Гуманитарный аспект ролевых игр

Материал из Ролевая Библиотеки
Версия от 20:54, 17 апреля 2014; MariaRaczynska (обсуждение | вклад) (Новая страница: «'''Автор''': ''Федор Слюсарчук (Теодор)'' ==Оправдание рефлексии== Ролевые игры – странное за…»)

(разн.) ← Предыдущая | Текущая версия (разн.) | Следующая → (разн.)
Перейти к: навигация, поиск

Автор: Федор Слюсарчук (Теодор)

Оправдание рефлексии

Ролевые игры – странное занятие. Действительно, с одной стороны – игры (что-то такое несерьезное), а с другой еще и ролевые! Что это за роли такие? Зачем это им роли, маски, когда надо быть собой, жить своей жизнью! Что-то тут настораживает… Нездоровое что-то… Как будто люди боятся быть собой и выбирают себе другие жизни… В общем – для слабаков и неудачников…

Пожалуй, все это верно. Все это так – если рассматривать ролевые игры как феномен социальный. При рассмотрении в социальном аспекте ролевые игры – это такое субобщество, в котором социальная организация подчиняется нормам, отличным от традиционно существующих в обществе. При этом социальная структура в том или ином виде присутствует, понятие статуса существует, только вот критерии успеха и механизмы достижения оного – другие, непонятные…

Трактовка очевидна: люди, не способные побеждать по правилам игры, принятым в обществе традиционном, создают псевдообщество – с другими правилами, в рамках которых они могут быть успешны. Грубо говоря: не умеют зарабатывать деньги и делать карьеру – вот и придумывают себе общество с другими нормами и показателями статуса, которым их натура может быть адекватна и в которых может произойти их личностная реализация. Иначе зачем им игры? Действительно, зачем?

Это не очень популярный вопрос в ролевой среде. Как и в любой другой среде – любой рефлексивный вопрос. Рефлексия собственной деятельности всегда мучительна. Действительно, где искать основания для нее, а значит, и для себя? Обычно удовлетворяющими, считающимися рациональными ответами на эти вопросы становятся апелляции к общим культурным основаниям: «Зачем ты устраиваешь революцию?» – «Для счастья человеческого» – «А, тогда понятно». Понятно, потому что культурная норма, на которую последовала ссылка, помечена в общественном сознании как приемлемая. Очевидно, что приятие обществом какой-то деятельности зависит от соответствия этой деятельности определенному общественному стереотипу.

_ _ _ _ _ _ _

**Задания для выполнения**
1 - Изложите текст о ролевых играх в двух предложениях.
2 - Допишите следующую часть текста о ролевых играх, начав сразу после его последнего предложения.

**Материал**
_ _ _ _ _ _ _

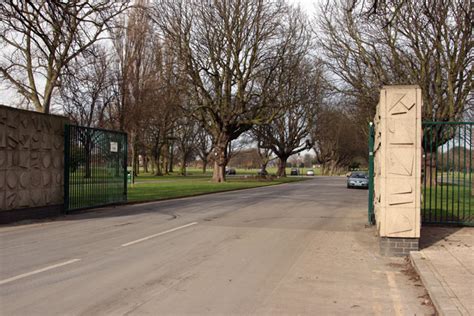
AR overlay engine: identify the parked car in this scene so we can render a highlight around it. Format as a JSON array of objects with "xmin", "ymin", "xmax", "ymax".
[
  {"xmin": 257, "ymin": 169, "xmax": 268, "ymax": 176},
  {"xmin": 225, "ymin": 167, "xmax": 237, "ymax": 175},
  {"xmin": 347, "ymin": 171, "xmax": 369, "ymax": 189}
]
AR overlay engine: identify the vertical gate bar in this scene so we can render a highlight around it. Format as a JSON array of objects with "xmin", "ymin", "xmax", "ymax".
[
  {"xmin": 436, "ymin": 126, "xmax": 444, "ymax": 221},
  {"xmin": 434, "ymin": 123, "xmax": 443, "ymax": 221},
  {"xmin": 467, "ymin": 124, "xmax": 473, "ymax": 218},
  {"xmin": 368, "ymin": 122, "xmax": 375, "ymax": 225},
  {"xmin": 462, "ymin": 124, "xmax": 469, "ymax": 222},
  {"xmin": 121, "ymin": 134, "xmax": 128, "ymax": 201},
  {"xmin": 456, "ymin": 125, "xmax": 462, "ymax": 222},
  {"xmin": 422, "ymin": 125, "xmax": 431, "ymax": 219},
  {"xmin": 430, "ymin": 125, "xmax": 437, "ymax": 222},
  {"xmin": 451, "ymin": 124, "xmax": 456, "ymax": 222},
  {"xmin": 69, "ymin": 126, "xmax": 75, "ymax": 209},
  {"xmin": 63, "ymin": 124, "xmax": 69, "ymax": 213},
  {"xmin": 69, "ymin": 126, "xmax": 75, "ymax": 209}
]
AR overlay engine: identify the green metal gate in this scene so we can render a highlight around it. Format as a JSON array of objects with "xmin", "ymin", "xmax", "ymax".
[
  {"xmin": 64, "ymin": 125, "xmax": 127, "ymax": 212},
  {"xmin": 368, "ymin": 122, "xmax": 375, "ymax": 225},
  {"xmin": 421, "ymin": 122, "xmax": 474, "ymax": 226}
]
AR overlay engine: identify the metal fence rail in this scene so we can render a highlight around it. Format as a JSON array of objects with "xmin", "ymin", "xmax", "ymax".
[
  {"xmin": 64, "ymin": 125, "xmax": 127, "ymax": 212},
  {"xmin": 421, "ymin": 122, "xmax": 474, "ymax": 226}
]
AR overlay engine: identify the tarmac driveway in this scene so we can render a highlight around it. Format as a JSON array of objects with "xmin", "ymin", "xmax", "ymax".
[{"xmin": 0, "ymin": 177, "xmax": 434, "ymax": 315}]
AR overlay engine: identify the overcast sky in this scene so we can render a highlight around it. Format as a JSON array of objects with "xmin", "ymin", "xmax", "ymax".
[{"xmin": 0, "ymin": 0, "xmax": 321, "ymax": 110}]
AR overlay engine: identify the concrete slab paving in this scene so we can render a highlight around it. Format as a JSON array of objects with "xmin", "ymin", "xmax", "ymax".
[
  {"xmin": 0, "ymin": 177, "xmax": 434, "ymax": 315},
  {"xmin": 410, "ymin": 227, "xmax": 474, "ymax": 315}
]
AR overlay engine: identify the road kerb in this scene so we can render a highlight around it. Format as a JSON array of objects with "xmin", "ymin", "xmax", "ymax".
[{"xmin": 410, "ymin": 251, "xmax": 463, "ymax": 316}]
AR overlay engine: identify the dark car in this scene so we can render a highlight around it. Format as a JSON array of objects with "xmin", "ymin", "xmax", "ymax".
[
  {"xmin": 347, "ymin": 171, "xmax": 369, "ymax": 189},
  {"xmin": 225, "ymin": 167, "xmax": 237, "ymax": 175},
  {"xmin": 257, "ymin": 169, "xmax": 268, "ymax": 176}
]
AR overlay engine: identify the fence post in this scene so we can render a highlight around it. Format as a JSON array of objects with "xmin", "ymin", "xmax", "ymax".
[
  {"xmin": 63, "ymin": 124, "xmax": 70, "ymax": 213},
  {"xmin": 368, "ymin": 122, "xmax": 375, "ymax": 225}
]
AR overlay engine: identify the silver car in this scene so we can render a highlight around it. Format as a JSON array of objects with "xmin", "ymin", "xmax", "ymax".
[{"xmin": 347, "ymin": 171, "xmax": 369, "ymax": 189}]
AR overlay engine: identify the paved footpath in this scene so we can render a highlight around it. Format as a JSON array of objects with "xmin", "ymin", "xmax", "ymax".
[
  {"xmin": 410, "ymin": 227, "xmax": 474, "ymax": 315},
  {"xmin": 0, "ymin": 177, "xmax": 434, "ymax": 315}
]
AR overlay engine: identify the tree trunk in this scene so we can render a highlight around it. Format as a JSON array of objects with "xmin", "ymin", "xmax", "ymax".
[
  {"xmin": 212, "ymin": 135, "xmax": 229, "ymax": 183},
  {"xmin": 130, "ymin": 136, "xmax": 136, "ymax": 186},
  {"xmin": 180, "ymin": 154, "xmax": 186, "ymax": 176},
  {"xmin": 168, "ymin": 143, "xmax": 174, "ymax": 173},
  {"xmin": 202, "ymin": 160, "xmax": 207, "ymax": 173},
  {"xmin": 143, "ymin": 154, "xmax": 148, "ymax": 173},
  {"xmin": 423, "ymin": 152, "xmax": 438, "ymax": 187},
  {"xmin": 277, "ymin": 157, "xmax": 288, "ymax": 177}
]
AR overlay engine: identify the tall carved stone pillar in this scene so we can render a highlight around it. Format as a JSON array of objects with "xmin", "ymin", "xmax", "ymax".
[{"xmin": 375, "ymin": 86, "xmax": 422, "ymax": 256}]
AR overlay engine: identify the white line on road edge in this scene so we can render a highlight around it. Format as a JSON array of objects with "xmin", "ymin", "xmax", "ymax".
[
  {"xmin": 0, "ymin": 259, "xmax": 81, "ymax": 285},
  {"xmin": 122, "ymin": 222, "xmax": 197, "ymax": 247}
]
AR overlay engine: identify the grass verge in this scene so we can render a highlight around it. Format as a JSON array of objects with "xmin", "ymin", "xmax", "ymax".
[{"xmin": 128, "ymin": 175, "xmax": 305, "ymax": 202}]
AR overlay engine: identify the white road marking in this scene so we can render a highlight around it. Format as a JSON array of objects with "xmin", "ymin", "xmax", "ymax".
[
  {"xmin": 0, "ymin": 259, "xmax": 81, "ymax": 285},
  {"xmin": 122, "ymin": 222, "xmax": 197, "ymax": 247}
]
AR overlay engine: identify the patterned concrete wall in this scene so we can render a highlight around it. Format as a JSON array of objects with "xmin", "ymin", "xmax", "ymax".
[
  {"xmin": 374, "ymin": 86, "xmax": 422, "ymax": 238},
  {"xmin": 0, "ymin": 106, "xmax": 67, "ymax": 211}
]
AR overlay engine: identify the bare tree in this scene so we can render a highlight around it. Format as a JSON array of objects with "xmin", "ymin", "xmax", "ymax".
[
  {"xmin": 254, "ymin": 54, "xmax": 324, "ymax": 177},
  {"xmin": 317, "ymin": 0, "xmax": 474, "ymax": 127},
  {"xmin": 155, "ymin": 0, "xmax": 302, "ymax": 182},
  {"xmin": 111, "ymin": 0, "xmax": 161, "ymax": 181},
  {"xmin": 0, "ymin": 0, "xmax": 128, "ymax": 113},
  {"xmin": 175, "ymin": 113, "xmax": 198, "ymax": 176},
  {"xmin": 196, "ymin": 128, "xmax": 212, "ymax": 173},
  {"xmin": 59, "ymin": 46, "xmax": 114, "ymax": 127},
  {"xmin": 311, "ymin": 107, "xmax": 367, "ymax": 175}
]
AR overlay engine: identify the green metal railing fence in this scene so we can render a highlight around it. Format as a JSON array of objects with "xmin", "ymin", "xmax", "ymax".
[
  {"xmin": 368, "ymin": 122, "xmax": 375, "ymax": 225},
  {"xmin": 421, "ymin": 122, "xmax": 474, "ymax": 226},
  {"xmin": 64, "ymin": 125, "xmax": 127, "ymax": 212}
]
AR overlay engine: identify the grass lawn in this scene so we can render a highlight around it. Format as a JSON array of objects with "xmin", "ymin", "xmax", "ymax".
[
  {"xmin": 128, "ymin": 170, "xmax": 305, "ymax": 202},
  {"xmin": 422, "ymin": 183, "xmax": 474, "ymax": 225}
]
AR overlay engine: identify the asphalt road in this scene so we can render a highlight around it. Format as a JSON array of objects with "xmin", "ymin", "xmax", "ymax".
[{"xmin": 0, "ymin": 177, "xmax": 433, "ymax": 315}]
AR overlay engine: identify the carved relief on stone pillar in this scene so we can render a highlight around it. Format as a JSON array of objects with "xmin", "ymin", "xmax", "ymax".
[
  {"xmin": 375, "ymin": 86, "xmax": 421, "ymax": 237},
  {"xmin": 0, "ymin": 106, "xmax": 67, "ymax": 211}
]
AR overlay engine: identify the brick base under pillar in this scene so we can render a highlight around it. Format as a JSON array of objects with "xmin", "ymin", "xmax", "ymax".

_ _ _ _ _ _ _

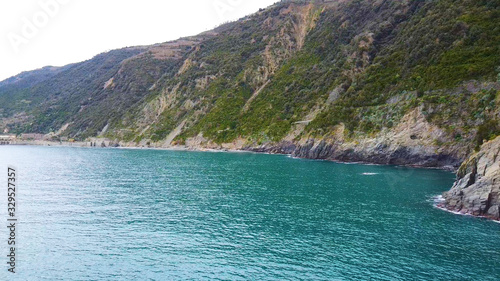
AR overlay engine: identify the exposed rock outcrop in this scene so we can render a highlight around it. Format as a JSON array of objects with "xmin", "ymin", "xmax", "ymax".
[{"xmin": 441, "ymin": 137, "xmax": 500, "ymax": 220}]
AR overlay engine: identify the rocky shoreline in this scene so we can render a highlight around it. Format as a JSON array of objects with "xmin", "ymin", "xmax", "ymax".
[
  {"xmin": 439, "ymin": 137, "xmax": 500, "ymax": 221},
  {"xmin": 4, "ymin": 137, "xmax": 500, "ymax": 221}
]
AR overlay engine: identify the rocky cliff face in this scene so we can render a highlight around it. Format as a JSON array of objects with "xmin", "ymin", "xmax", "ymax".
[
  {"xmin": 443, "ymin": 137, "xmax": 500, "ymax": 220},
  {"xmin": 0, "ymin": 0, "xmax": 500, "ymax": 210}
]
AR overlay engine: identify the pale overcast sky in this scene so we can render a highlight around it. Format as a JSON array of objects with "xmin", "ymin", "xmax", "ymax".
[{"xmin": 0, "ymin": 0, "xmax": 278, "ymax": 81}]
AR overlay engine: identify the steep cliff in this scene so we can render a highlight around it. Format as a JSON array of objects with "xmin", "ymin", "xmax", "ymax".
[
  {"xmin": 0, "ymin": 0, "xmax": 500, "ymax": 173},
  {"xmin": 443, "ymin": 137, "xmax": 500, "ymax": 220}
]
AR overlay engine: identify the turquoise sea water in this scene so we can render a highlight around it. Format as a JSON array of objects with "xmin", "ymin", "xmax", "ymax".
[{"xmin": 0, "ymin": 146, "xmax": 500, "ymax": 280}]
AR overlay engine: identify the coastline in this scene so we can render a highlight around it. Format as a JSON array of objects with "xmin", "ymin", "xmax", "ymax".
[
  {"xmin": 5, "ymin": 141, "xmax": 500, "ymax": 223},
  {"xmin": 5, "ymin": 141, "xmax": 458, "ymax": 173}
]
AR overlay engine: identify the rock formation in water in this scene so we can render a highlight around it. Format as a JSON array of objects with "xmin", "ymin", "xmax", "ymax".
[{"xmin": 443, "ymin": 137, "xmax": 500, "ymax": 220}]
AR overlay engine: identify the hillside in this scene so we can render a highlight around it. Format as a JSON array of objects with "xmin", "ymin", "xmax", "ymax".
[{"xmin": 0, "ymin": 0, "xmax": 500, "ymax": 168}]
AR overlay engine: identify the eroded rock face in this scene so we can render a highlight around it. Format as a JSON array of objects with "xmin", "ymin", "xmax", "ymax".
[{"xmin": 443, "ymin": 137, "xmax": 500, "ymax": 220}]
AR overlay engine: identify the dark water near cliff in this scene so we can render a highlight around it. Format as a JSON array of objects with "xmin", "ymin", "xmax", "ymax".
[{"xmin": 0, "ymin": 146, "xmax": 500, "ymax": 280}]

_ _ _ _ _ _ _

**Ответы к заданиям**
1 - Ролевые игры кажутся странным и несерьезным занятием: в социальном аспекте это субобщество с нормами, отличными от традиционных, и напрашивается трактовка, что его создают люди, не способные побеждать по правилам традиционного общества. Вопрос о смысле игр непопулярен в ролевой среде, потому что рефлексия собственной деятельности всегда мучительна, а приятие обществом какой-то деятельности зависит от ее соответствия определенному общественному стереотипу.

2 -
С другой стороны, крайне редко деятельность, в которую вовлечен достаточно большой сегмент общества, не имеет значимых культурных оснований. Деятельность возникает только в том случае, если она эмоционально оправдана, то есть приносит субъекту деятельности необходимые ему эмоции. Но эмоции, способные инициировать деятельность в наши дни, так же инициировали деятельность и в прошлые века. Как правило, они уже оправданы одной из культурных традиций. Да и виды деятельности, основанные на одних эмоциональных посылах, чаще всего схожи в своих целях, хотя могут разниться в методе. Поэтому практически любая деятельность, существующая в нашем обществе, так или иначе есть продолжение какой-либо культурной традиции, берущей свое начало много веков назад.

Таким образом, деятельность редко не имеет принимаемых обществом культурных оснований. Поэтому проблема социализации есть проблема описания деятельности на языке принимаемой обществом культурной традиции. Крайне важным является тот факт, что после такого описания деятельность становится не только принимаемой, но и социально-полезной. Стоит только описать спорт не как «рукомашество и дрыгоножество», а как «соревнование наций на спортивных аренах, а не на полях сражений» (то есть в традиции гуманистической), как он сразу принимается всем обществом, да еще и действительно утилизирует национальную спесь. Чтобы общество использовало, оно должно понять. Процесс же понимания – процесс сведения к принятым основаниям.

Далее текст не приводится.